- Exercise details:
Skip all pictures; return exactly the lines from the one containing "Point out the tower" through the end of the data.

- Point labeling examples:
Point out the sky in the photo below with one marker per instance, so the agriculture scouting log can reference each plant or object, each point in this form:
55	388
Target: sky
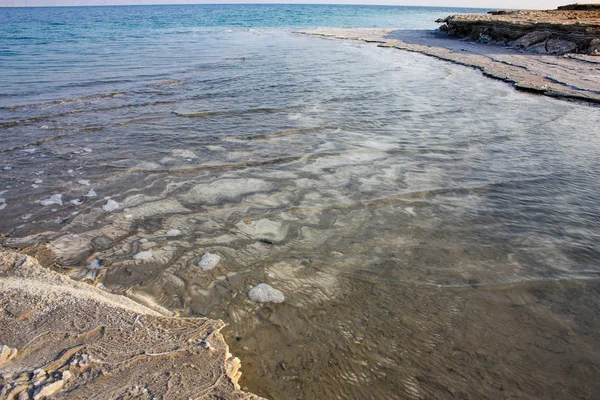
501	4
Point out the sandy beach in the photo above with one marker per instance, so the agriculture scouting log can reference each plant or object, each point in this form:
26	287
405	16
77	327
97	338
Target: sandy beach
571	76
355	213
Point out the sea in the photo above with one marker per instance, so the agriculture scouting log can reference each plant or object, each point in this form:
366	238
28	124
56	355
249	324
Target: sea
435	233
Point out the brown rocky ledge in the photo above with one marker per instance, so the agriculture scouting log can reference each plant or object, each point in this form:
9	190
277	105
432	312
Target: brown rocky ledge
572	29
573	76
67	339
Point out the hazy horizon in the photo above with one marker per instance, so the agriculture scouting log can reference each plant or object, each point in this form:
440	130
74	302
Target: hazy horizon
520	4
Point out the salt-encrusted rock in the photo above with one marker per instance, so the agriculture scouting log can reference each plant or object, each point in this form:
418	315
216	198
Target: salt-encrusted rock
209	261
544	32
48	390
264	293
143	255
110	205
7	354
594	47
54	199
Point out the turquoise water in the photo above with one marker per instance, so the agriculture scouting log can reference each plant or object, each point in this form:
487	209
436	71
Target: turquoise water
402	205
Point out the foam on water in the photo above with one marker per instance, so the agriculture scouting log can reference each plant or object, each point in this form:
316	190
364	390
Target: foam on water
380	199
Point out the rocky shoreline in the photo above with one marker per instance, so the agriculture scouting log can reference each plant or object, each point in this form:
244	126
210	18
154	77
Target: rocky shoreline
569	29
570	77
67	339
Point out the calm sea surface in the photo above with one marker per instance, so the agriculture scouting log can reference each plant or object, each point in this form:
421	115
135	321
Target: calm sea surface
436	234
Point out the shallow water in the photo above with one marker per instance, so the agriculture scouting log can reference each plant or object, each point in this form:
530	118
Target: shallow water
422	221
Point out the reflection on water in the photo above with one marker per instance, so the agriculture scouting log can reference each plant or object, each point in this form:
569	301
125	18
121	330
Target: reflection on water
435	234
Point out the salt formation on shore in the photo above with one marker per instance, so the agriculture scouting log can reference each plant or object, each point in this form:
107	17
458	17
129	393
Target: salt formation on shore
209	261
66	338
264	293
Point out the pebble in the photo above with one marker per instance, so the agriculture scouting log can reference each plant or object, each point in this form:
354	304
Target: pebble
143	255
110	205
48	390
54	199
264	293
209	261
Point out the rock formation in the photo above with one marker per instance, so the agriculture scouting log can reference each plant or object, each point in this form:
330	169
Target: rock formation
67	339
568	30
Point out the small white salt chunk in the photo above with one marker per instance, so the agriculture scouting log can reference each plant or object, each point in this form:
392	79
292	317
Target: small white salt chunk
54	199
110	205
264	293
209	261
95	264
143	255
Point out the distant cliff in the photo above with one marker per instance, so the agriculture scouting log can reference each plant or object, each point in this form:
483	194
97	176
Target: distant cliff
574	29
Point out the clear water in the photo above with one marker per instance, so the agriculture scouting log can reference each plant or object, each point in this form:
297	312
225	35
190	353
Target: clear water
411	211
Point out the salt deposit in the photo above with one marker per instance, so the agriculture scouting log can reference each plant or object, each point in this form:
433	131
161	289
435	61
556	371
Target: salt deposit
264	293
110	205
54	199
184	153
143	255
95	264
209	261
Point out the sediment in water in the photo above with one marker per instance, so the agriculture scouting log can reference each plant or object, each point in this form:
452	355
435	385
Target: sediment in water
64	338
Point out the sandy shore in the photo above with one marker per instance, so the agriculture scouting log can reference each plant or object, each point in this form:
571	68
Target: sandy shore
573	76
68	339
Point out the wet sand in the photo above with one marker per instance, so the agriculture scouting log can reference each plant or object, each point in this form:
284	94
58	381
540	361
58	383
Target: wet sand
65	339
572	76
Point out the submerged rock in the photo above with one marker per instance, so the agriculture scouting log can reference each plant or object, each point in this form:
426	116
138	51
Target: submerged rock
264	293
173	232
143	255
54	199
209	261
136	347
110	205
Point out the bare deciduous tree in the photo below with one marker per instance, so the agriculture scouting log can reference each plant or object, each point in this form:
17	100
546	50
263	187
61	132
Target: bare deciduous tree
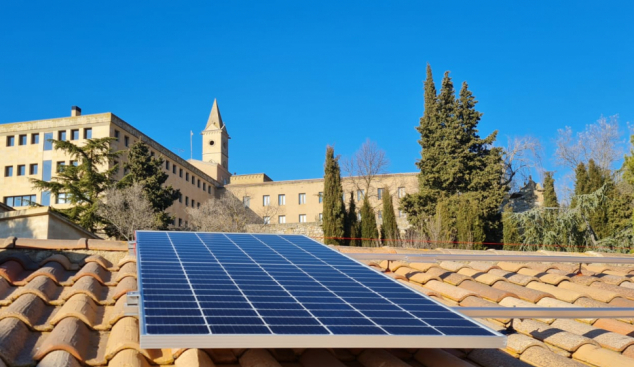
522	156
226	213
365	165
600	141
128	210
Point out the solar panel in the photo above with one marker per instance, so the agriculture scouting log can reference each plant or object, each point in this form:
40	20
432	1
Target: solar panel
217	290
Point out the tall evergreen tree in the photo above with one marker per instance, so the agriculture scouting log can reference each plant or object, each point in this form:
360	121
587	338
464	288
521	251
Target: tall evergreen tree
369	231
389	228
352	224
148	172
83	183
334	210
550	196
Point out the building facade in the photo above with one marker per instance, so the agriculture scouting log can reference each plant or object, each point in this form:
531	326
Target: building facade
26	152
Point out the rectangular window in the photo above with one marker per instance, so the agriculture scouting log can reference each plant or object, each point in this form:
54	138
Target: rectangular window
62	198
22	200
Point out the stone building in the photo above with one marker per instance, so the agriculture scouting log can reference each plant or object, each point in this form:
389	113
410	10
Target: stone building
26	152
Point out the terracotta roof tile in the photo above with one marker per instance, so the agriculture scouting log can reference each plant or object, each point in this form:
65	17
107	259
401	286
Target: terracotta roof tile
601	357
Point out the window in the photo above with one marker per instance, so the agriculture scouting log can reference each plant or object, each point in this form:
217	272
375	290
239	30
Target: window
23	200
62	198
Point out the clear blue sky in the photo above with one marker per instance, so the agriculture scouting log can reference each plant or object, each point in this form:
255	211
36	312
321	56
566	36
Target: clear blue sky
292	77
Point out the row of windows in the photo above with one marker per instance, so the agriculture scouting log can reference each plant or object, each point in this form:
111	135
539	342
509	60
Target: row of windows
61	135
21	170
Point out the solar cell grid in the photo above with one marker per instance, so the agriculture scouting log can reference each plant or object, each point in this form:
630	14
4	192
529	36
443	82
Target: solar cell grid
260	287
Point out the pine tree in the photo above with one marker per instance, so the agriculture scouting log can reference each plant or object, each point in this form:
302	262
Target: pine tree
83	183
352	224
334	211
369	231
389	227
148	172
550	196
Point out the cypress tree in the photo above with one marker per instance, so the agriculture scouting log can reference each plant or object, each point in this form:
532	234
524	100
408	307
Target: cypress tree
369	231
352	223
550	196
148	172
334	211
389	228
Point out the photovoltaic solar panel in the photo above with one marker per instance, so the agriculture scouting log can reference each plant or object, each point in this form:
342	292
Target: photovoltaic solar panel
217	290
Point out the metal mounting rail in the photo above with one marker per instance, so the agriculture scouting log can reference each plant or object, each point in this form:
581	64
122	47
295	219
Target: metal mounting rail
432	258
547	312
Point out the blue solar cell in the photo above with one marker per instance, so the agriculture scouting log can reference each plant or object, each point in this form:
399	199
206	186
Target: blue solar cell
243	284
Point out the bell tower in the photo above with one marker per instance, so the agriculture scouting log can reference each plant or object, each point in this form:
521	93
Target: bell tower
216	139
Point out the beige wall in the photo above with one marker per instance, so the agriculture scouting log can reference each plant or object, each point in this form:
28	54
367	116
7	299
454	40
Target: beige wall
292	209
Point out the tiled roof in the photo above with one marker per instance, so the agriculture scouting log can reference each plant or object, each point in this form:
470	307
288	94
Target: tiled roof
62	304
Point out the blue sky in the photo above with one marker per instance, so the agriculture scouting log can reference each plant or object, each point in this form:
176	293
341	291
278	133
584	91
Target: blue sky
293	76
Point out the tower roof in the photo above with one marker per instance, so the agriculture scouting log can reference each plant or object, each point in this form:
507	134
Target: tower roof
214	121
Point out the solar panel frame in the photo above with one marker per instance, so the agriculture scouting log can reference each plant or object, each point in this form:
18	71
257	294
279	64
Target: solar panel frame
242	336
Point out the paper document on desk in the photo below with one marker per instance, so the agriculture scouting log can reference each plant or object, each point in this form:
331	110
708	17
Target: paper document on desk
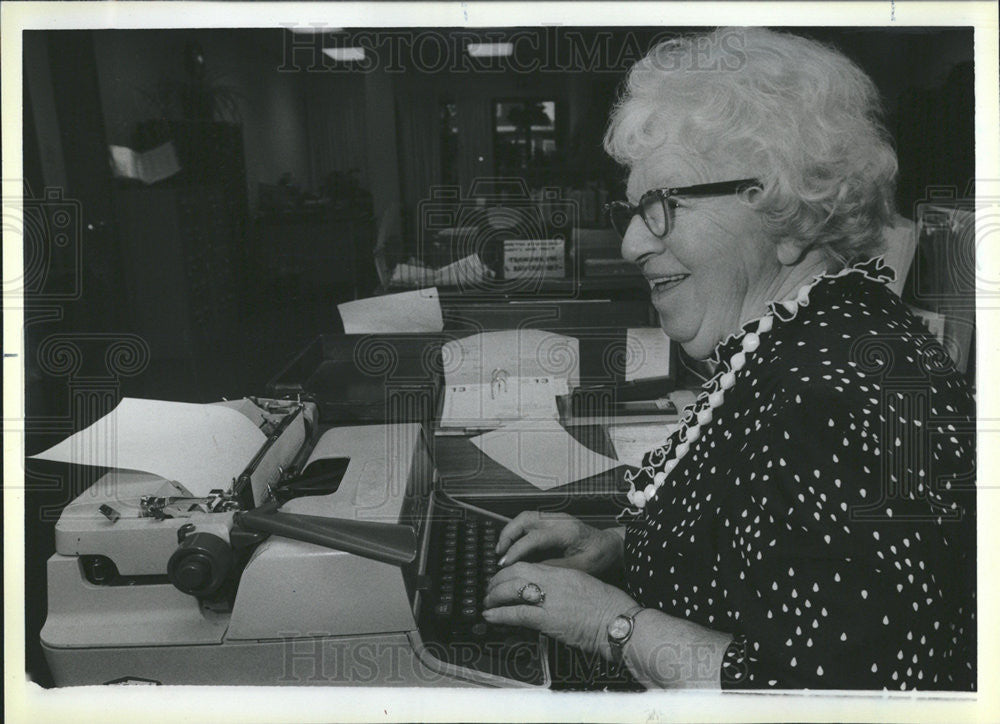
467	270
202	447
647	354
543	453
504	400
480	358
149	167
410	275
632	442
416	311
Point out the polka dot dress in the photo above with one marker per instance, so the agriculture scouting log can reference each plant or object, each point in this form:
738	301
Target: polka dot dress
818	501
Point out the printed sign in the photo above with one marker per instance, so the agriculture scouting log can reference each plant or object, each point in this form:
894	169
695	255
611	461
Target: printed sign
534	257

- The result:
Point out the tower roof in the photo above with one marker per instance, so the agriculture scouting log can reference each plant or object, each point in this form:
507	134
Target: tower roof
214	121
Point out the solar panel frame in the photo above with one marker per instance, so the agriculture scouting log can reference each plant or object, each point in this form:
18	71
257	294
279	64
Target: solar panel frame
242	336
Point out the paper document on desk in the photo below with one marker per instance, so the agriculture scouting log can reference each plant or object, each point in this form:
331	110
708	17
Target: paper document on desk
467	270
202	447
647	354
543	453
504	400
480	358
149	167
410	275
632	442
416	311
Point out the polka dot dress in the photo above with one marker per instance, so the agriculture scouting log can reference each plant or object, each point in this form:
738	301
Target: polka dot dress
818	501
Point out the printed sign in the photo above with one marker per instance, so the agriculture scouting log can reference each plant or object, each point in this form:
894	169
695	255
611	461
Target: printed sign
534	257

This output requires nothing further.